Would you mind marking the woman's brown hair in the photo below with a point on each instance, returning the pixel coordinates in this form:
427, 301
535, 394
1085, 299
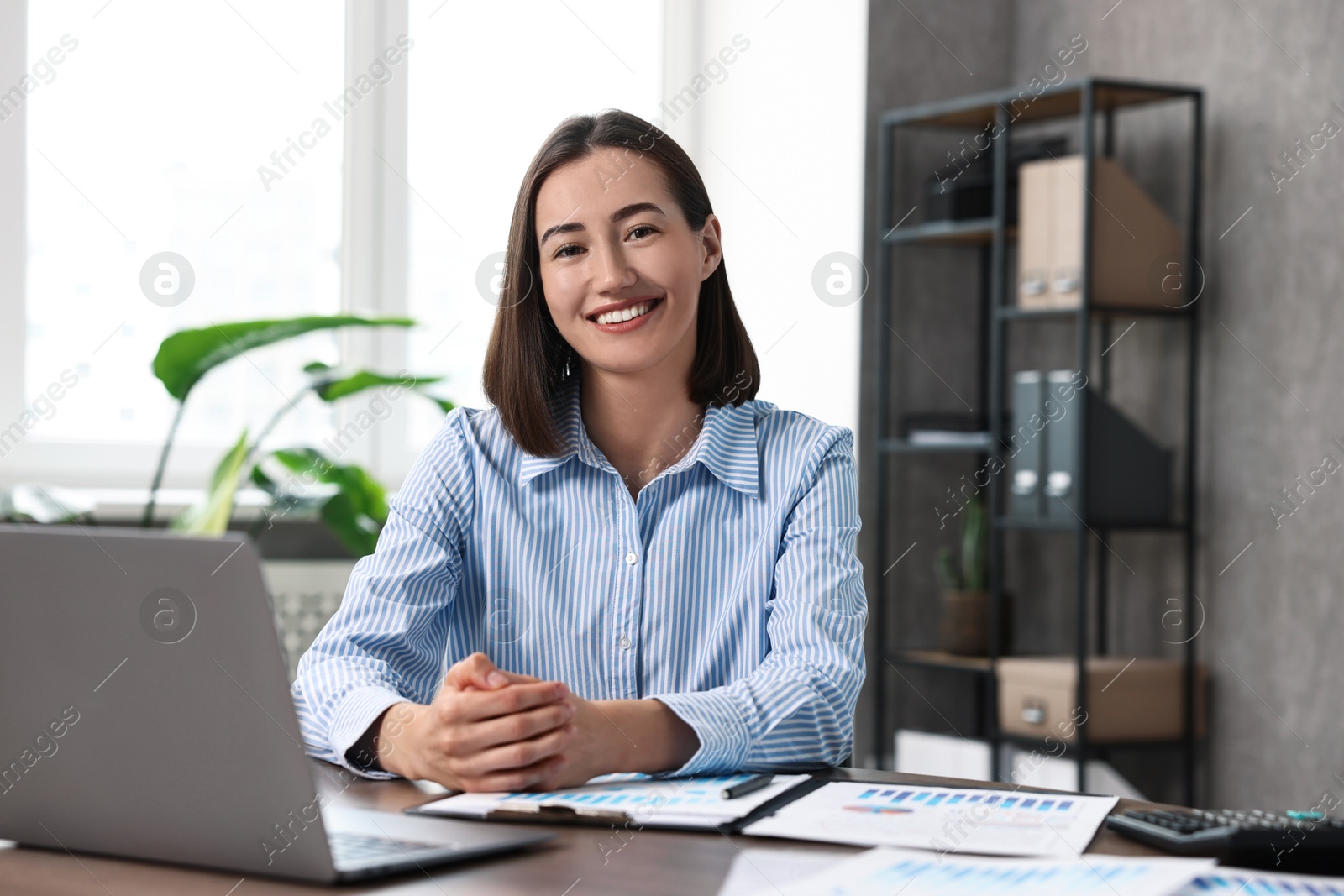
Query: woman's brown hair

::::::

Quote the entries above word for word. Leave the images out.

Would you mind marking the woman's brown hair in the photo below with a point on each instance, returning the pixel coordinates in this form:
427, 301
535, 394
1085, 299
Query: woman's brown hair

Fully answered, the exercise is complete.